[Opening Records shown section]

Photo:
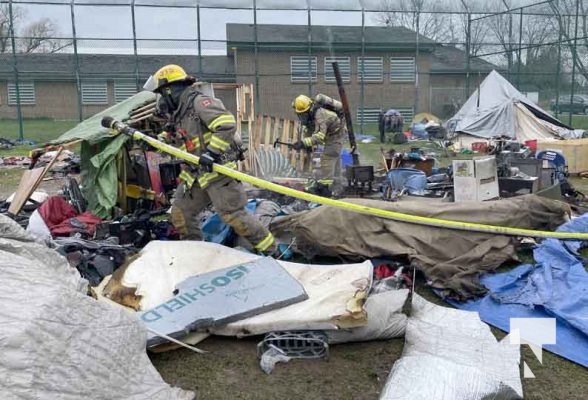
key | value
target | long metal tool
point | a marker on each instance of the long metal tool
(120, 127)
(348, 121)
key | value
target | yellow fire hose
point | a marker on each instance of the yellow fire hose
(414, 219)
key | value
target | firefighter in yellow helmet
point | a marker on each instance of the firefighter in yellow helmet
(326, 127)
(203, 126)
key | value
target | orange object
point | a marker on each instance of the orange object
(532, 144)
(480, 147)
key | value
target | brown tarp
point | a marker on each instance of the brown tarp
(450, 259)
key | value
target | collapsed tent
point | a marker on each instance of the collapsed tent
(553, 288)
(99, 152)
(450, 259)
(497, 108)
(58, 343)
(451, 355)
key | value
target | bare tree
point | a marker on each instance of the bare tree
(565, 13)
(508, 29)
(417, 15)
(38, 36)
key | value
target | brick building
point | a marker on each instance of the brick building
(287, 65)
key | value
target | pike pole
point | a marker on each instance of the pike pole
(119, 127)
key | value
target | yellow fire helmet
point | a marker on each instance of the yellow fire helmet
(166, 75)
(302, 104)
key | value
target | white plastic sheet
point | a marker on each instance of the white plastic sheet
(385, 319)
(58, 343)
(451, 355)
(336, 292)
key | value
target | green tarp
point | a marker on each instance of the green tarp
(98, 154)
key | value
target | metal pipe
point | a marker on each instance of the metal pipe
(468, 50)
(76, 61)
(15, 67)
(348, 120)
(255, 58)
(362, 84)
(309, 45)
(575, 59)
(558, 79)
(520, 55)
(199, 41)
(514, 9)
(134, 21)
(416, 65)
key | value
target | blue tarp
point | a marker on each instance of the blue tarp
(216, 231)
(414, 180)
(557, 286)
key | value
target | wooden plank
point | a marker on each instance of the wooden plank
(276, 132)
(29, 182)
(251, 102)
(285, 138)
(267, 132)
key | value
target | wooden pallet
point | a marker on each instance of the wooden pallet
(264, 133)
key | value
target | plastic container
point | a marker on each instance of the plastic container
(346, 158)
(532, 144)
(480, 147)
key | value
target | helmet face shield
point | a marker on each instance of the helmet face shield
(150, 84)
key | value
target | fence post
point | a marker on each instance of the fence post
(15, 66)
(76, 60)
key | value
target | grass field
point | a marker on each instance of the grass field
(39, 131)
(353, 371)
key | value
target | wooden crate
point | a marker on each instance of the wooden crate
(575, 152)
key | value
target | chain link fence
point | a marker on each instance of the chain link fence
(68, 59)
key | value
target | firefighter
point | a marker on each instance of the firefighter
(203, 126)
(328, 128)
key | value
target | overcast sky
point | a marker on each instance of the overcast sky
(178, 26)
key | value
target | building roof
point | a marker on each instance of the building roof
(61, 66)
(288, 37)
(445, 59)
(449, 59)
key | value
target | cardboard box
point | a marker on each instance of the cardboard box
(475, 179)
(575, 152)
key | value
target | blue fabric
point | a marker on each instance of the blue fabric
(418, 131)
(557, 286)
(215, 230)
(414, 180)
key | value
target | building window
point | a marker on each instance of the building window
(372, 115)
(94, 93)
(402, 69)
(301, 67)
(26, 91)
(370, 69)
(123, 90)
(344, 68)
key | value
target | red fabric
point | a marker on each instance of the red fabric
(67, 227)
(58, 214)
(383, 271)
(55, 210)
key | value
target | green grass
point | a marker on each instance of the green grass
(37, 130)
(40, 131)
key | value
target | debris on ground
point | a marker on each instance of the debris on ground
(555, 287)
(452, 355)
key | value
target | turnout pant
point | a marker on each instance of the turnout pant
(330, 170)
(229, 199)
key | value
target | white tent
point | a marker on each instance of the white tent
(497, 108)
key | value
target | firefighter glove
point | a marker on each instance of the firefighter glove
(299, 145)
(207, 160)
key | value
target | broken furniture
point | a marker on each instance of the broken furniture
(475, 179)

[Closing Records shown section]

**Work task**: Starting at the line that has "point | a marker on each instance of the metal" and ending at the line that has "target | building window", please write out the lines above exactly, leaving out all others.

**Exercise solution**:
point | a marker on each instance of the metal pipe
(468, 50)
(76, 61)
(15, 67)
(348, 120)
(255, 58)
(362, 84)
(309, 45)
(575, 59)
(558, 79)
(520, 55)
(199, 41)
(514, 9)
(134, 21)
(416, 65)
key | value
target | blue tarp
point | a marker on each instance of the blue tarp
(216, 231)
(414, 180)
(557, 286)
key | value
target | wooden plank
point | a marker on each instance of the wooden plank
(276, 132)
(29, 182)
(251, 102)
(285, 138)
(267, 132)
key | value
target | wooden pallet
point | a marker on each instance of the wooden pallet
(264, 133)
key | value
target | plastic container
point | a marker on each instance of the plastic container
(346, 158)
(532, 144)
(480, 147)
key | value
target | helmet face shield
point | a marker on each instance of the helmet face shield
(150, 84)
key | value
target | fence post
point | a marker on each instance of the fence post
(15, 66)
(76, 60)
key | value
target | grass field
point | a marker on each instance of the grass field
(39, 131)
(353, 371)
key | value
target | wooden crate
point | a marker on each instance of the wooden crate
(575, 152)
key | value
target | chain link fence
point | a marker on each instance of the chain link fence
(68, 59)
key | value
target | firefighter
point | a marker on each instance of the firefighter
(203, 126)
(328, 128)
key | value
target | overcast sky
point | a marker on each instance of the overcast sky
(178, 26)
key | value
target | building roof
point | a marker on each instance of the building roof
(61, 66)
(288, 37)
(445, 59)
(449, 59)
key | value
target | cardboard box
point | a marker on each instance of the cardboard box
(475, 179)
(575, 152)
key | value
target | blue fabric
point | a marker on each instance of the blue fabric
(418, 131)
(557, 286)
(215, 230)
(414, 180)
key | value
target | building window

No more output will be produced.